# 1955 Ladies schwinn Black Phantom



## npence (Nov 9, 2010)

I just picked up this ladies black phantom I have tried to do some research about this bike to get an Idea how rare they are and what is the going price on one any help would be great since I cant find much about them. Thanks, Nate






[/url]


----------



## militarymonark (Nov 9, 2010)

not all that rare but I haven't seen a girls one come up in a while.


----------



## militarymonark (Nov 9, 2010)

correction I thought I saw one of those in the Smithsonian in DC but after some research it was a panther but painted the same color. I was informed that the girl panthers were blue so not to sure about yours


----------



## militarymonark (Nov 9, 2010)

http://www.flickr.com/photos/25598110@N02/3360492155


----------



## island schwinn (Nov 10, 2010)

> **PROMPT 1**
Please swap "Query" for "Search term" in the entries starting at the line containing "find tile grout" and ending at the last entry, leaving everything else unchanged.

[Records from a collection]
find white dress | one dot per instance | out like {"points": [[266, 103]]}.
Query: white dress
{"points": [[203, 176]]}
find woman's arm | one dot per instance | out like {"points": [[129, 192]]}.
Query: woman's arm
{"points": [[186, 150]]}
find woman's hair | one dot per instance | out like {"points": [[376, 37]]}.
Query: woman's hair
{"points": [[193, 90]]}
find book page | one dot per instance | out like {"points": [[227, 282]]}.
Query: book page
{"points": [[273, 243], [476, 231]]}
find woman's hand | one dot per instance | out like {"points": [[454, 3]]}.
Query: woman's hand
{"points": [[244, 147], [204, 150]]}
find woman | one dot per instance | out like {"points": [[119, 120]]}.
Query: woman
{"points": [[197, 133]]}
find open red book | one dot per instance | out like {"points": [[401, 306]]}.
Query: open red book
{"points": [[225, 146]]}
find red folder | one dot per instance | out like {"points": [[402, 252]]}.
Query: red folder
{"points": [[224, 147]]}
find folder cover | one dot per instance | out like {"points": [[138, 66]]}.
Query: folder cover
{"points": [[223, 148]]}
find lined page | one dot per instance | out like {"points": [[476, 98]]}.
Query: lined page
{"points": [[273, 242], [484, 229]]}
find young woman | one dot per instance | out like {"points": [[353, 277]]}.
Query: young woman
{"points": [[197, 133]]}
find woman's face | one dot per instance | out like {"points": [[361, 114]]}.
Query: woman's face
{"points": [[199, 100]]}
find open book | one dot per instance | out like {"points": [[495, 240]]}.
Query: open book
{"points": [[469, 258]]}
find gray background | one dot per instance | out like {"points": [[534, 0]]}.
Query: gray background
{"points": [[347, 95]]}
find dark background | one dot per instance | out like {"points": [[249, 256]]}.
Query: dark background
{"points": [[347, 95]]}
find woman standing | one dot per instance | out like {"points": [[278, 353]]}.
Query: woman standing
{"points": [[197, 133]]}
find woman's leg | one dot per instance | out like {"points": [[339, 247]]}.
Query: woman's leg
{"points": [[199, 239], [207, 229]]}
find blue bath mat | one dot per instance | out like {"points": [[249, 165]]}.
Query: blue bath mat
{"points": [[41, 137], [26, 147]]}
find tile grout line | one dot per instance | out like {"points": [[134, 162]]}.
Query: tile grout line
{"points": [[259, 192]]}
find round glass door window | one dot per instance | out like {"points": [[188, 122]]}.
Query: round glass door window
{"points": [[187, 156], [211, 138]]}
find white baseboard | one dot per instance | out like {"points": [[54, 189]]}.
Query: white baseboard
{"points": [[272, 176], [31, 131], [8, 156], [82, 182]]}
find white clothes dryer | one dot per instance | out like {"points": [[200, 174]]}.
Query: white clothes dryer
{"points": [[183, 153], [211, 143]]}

> **PROMPT 2**
Write the next part of the forum thread about the 1955 ladies Schwinn Black Phantom, picking up after its final line.

> **RESPONSE 1**
find tile grout line | one dot per instance | out like {"points": [[134, 162]]}.
Search term: tile grout line
{"points": [[259, 192]]}
find round glass door window | one dot per instance | out like {"points": [[188, 122]]}.
Search term: round glass door window
{"points": [[187, 156], [211, 138]]}
find white baseboard | one dot per instance | out like {"points": [[54, 189]]}.
Search term: white baseboard
{"points": [[272, 176], [31, 131], [8, 156], [82, 182]]}
find white clothes dryer | one dot per instance | out like {"points": [[200, 174]]}.
Search term: white clothes dryer
{"points": [[183, 153], [211, 143]]}

> **RESPONSE 2**
girl's black phantoms weren't as popular as boys,but many were built.most found the graveyard being parted out to complete beat up boys bikes.the rarest of womens phantoms is the blue phantom which was only built in '55.in my opinion,your bike could bring anywhere from $500.00 to $900.00 depending on area and circumstances.alot of people might think that's a high estimate,but the bike is in real nice shape.some might think it's a low estimate,but it all depends on the earlier stated situation.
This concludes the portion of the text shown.